═════ ROWS ═════
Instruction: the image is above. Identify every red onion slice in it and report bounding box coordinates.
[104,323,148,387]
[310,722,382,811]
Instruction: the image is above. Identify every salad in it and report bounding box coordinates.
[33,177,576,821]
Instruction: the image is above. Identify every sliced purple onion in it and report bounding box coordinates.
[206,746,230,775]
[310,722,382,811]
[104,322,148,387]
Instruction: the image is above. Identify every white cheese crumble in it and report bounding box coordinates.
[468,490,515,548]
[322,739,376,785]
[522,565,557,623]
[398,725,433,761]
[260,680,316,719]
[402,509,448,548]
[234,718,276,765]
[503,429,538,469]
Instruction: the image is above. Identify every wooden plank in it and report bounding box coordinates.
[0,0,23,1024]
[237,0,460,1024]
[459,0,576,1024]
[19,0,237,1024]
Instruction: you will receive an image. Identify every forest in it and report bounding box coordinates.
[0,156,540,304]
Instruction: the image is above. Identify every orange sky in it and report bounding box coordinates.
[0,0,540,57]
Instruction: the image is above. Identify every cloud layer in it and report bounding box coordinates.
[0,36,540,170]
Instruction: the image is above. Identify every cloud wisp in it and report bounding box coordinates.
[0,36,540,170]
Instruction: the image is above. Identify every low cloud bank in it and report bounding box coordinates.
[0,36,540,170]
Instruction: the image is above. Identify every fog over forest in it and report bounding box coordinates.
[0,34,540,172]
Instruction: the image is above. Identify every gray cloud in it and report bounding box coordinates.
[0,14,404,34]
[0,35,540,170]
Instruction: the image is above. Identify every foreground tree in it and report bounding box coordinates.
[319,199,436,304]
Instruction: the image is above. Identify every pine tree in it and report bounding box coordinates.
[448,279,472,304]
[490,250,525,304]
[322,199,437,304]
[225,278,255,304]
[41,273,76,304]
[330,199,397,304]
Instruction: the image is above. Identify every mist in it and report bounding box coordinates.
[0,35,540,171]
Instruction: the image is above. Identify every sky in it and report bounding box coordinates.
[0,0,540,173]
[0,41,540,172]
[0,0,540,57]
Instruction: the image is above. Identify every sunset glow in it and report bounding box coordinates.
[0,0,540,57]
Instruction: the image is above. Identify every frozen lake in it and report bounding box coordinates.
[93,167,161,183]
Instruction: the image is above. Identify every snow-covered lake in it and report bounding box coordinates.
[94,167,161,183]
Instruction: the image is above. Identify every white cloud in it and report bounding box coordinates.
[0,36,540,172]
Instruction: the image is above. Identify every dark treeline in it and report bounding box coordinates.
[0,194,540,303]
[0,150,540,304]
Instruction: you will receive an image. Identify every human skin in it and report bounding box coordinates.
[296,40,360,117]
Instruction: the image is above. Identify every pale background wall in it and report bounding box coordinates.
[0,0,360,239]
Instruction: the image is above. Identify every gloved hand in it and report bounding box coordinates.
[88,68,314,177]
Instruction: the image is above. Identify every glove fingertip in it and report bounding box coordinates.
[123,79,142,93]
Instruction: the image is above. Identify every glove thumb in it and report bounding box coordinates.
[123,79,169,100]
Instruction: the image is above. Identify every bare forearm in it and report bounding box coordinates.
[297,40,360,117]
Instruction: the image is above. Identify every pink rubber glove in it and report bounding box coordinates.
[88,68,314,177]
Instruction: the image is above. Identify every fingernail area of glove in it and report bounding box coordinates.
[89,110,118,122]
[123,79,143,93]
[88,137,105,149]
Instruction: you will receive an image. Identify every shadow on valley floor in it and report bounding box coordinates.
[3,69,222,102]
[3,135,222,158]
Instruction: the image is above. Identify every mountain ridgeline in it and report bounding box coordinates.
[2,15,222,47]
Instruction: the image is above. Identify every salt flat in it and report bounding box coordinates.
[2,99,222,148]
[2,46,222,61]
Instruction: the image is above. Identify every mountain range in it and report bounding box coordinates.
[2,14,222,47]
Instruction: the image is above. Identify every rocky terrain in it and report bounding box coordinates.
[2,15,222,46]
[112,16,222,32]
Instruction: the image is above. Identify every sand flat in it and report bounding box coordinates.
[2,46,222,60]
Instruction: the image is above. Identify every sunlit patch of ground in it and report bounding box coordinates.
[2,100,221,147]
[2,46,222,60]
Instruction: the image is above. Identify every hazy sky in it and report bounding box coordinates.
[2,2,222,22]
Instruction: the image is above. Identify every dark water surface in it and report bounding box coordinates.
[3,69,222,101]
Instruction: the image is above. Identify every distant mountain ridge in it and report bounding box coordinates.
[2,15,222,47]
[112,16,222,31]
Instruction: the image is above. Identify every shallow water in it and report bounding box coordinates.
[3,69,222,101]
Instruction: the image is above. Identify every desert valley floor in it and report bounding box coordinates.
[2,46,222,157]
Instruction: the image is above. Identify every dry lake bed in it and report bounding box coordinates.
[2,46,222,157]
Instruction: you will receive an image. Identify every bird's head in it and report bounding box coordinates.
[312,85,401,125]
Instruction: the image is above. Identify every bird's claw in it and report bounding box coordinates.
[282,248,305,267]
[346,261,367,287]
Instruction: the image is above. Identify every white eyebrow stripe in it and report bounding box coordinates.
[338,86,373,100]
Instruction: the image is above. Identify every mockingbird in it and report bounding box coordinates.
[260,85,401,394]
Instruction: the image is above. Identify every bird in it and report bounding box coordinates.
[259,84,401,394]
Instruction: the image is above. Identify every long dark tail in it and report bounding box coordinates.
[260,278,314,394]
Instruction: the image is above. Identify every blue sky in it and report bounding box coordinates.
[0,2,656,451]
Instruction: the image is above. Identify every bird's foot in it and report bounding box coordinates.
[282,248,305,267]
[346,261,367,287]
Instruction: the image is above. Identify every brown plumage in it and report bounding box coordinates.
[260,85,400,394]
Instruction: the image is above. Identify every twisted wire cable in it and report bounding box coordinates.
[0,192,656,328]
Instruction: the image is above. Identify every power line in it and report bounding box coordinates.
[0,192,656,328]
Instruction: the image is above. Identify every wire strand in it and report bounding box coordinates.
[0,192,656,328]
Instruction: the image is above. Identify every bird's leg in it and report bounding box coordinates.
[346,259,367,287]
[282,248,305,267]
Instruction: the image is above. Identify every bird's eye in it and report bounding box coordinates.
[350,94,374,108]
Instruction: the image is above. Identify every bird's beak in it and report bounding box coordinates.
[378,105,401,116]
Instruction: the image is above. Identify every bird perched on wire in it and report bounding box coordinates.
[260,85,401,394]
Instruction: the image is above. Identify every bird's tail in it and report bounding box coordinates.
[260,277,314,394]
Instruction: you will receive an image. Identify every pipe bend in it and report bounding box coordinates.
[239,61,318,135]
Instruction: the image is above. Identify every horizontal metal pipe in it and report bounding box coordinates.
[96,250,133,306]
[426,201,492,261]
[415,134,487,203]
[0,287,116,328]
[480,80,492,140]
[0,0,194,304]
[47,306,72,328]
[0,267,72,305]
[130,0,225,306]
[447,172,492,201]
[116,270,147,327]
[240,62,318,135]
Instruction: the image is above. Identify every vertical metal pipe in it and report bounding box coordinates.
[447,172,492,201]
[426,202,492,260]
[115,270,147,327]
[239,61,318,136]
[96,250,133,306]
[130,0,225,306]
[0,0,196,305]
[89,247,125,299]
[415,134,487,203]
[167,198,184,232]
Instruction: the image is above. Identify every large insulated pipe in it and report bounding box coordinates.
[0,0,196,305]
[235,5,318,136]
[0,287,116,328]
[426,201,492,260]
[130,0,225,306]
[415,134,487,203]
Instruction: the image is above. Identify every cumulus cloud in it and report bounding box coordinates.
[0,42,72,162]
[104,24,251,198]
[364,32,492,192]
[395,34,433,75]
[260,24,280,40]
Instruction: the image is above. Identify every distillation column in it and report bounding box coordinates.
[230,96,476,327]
═════
Return every line of these records word for word.

Instruction: the image is above. Identify every red onion slice in it and report bounding box coordinates.
[104,323,148,387]
[310,722,382,811]
Instruction: the image is above. Identify every salad in it and report bounding box coordinates.
[33,177,576,821]
Instruction: the image is above. Identify every sliced purple onion in it and report bounding box coordinates.
[206,746,230,775]
[310,722,382,811]
[104,322,148,387]
Instruction: the image is above. Identify every white cheese crumble in it and report bounding box coordinates.
[468,490,515,548]
[322,739,376,785]
[522,565,557,623]
[398,725,433,761]
[260,680,316,719]
[402,509,448,548]
[234,718,276,765]
[503,429,538,469]
Instruction: the image is above. Identify every wooden plank in it and report bounding box coordinates.
[0,0,23,1024]
[237,0,460,1024]
[459,0,576,1024]
[19,0,237,1024]
Instruction: you will receive an image. Identify every forest in it and report bounding box coordinates.
[0,156,540,304]
Instruction: the image is above. Identify every orange sky in it and report bounding box coordinates.
[0,0,540,57]
Instruction: the image is above. Identify every cloud layer in it and report bounding box coordinates.
[0,36,540,170]
Instruction: the image is above. Identify every cloud wisp in it and report bounding box coordinates.
[0,36,540,170]
Instruction: the image is above. Identify every low cloud bank in it and report bounding box coordinates.
[0,36,540,170]
Instruction: the image is above. Identify every fog over forest in it and report bounding box coordinates.
[0,34,540,172]
Instruction: the image is above. Identify every gray cloud in it and report bounding box coordinates.
[0,14,404,34]
[0,35,540,170]
Instruction: the image is above. Identify every foreground tree in it and report bounding box coordinates.
[319,199,436,304]
Instruction: the image is above. Identify every pine tree in it and report bounding box coordinates.
[448,279,472,304]
[490,250,525,304]
[322,199,437,304]
[225,278,255,304]
[41,273,76,304]
[330,199,397,304]
Instruction: the image is above. Identify every mist in it and report bounding box coordinates.
[0,35,540,171]
Instruction: the image is above. Identify every sky in it and report bounding box coordinates.
[0,0,540,173]
[0,41,540,172]
[0,0,540,57]
Instruction: the image is above. Identify every sunset glow in it and report bounding box coordinates.
[0,0,540,57]
Instruction: the image is above. Identify every frozen lake in it and report bounding box coordinates.
[93,167,161,183]
Instruction: the image is above. Identify every snow-covered lake in it and report bounding box coordinates.
[94,167,161,183]
Instruction: the image is above. Identify every white cloud in it and report bounding box coordinates.
[0,36,540,172]
Instruction: the image is above. Identify every dark treeline in it and report bounding box coordinates.
[0,194,540,303]
[0,150,540,304]
Instruction: you will receive an image. Identify every human skin in it and report bounding box coordinates.
[296,40,360,117]
Instruction: the image is above. Identify every pale background wall in it and report bounding box coordinates.
[0,0,360,239]
Instruction: the image is above. Identify every gloved hand in it and report bounding box coordinates.
[88,68,314,177]
Instruction: the image is above. Identify every glove fingertip in it and report bounding box coordinates.
[123,79,142,93]
Instruction: the image is above. Identify every glove thumb in it and report bounding box coordinates.
[123,79,169,100]
Instruction: the image is above. Identify every bare forearm in it and report bounding box coordinates.
[297,40,360,117]
Instruction: the image is above. Identify every pink rubber glove in it and report bounding box coordinates.
[88,68,314,177]
Instruction: the image is above. Identify every fingernail area of glove in it and report bounding box coordinates.
[89,110,118,122]
[123,79,143,93]
[88,137,105,149]
Instruction: you will receive an image. Identify every shadow on valley floor in it and report bounding box coordinates.
[3,69,222,102]
[3,135,222,158]
Instruction: the image is above. Identify every mountain ridgeline in it and report bounding box coordinates.
[2,15,222,47]
Instruction: the image is above. Identify every salt flat in it and report bounding box coordinates.
[2,99,222,148]
[2,46,222,61]
Instruction: the image is above. Identify every mountain range in it and report bounding box coordinates.
[2,14,222,47]
Instruction: the image is above. Identify every rocky terrain in it and report bounding box coordinates.
[2,15,222,46]
[112,16,222,32]
Instruction: the image is above. Identify every sand flat in it and report bounding box coordinates.
[2,46,222,60]
Instruction: the image is above. Identify every sunlit patch of ground in it and report bounding box coordinates.
[2,100,221,147]
[2,46,222,60]
Instruction: the image is above. Identify every hazy sky in it and report bounding box coordinates.
[2,2,222,22]
Instruction: the image is above. Identify every dark water surface in it and report bounding box coordinates.
[3,69,222,101]
Instruction: the image is above. Identify every distant mountain ridge in it and report bounding box coordinates.
[2,15,222,47]
[112,16,222,31]
Instruction: the image is above. Identify every shallow water in it and report bounding box coordinates.
[3,69,222,101]
Instruction: the image is above. Identify every desert valley floor in it and report bounding box coordinates.
[2,46,222,157]
Instruction: the image is above. Identify every dry lake bed in it and report bounding box coordinates.
[2,46,222,157]
Instruction: you will receive an image. Identify every bird's head in it and report bounding box coordinates.
[312,85,401,125]
Instruction: the image is above. Identify every bird's claw in it and report bounding box coordinates.
[282,248,305,267]
[346,261,367,287]
Instruction: the image is above. Identify every white eyebrow stripe in it and report bounding box coordinates.
[338,86,373,100]
Instruction: the image is above. Identify every mockingbird in it and report bounding box coordinates.
[260,85,401,394]
Instruction: the image is above. Identify every bird in it and report bounding box coordinates.
[259,84,401,394]
Instruction: the image is above. Identify every long dark tail in it and report bounding box coordinates.
[260,278,314,394]
Instruction: the image is above. Identify every blue sky in it and report bounding box coordinates.
[0,2,656,451]
Instruction: the image is above. Identify every bird's foot in it and report bounding box coordinates.
[282,248,305,267]
[346,261,367,287]
Instruction: the image is above. Identify every brown plumage in it and report bounding box coordinates.
[260,85,400,394]
Instruction: the image is above. Identify every twisted wire cable in it and report bounding box coordinates.
[0,192,656,328]
Instruction: the image is above. Identify every power line in it and report bounding box coordinates.
[0,192,656,328]
Instruction: the image is above. Identify every wire strand in it and report bounding box coordinates.
[0,192,656,328]
Instruction: the image is above. Identify every bird's leg in it and report bounding box coordinates.
[346,259,367,287]
[282,248,305,267]
Instruction: the image is above. Identify every bird's eye in it and report bounding box coordinates.
[350,94,374,108]
Instruction: the image is above. Identify every bird's beak in it and report bounding box coordinates.
[378,105,401,116]
Instruction: the image is above. Identify every bird perched on wire in it and report bounding box coordinates.
[260,85,401,394]
Instruction: the image is above. Identify every bird's tail in it and report bounding box coordinates.
[260,277,314,394]
Instruction: you will receive an image. Identify every pipe bend in it and report bounding box coordinates.
[239,61,318,135]
Instruction: the image is above. Identify every horizontal metal pipe in it and report bounding box coordinates.
[96,250,133,306]
[426,201,492,261]
[415,134,487,203]
[0,287,116,328]
[480,80,492,140]
[0,0,194,304]
[47,306,72,328]
[0,267,72,305]
[130,0,225,306]
[447,172,492,201]
[116,270,147,327]
[240,62,318,135]
Instruction: the image is above. Identify every vertical metal pipe in it and report bounding box coordinates.
[447,172,492,201]
[426,202,492,260]
[115,270,147,327]
[239,61,318,136]
[96,250,133,306]
[130,0,225,306]
[0,0,196,305]
[89,247,125,299]
[415,134,487,203]
[167,198,184,232]
Instruction: the image is above. Identify every large insulated pipe in it and report bounding box coordinates.
[0,0,196,305]
[235,5,318,136]
[0,287,116,328]
[426,201,492,260]
[130,0,225,306]
[415,134,487,203]
Instruction: the image is above. Identify every cumulus cloud in it and report bounding box coordinates.
[0,42,72,162]
[104,24,251,198]
[364,32,492,192]
[395,34,433,75]
[260,24,280,40]
Instruction: the image is above. Identify every distillation column in it and report bounding box coordinates.
[230,96,476,327]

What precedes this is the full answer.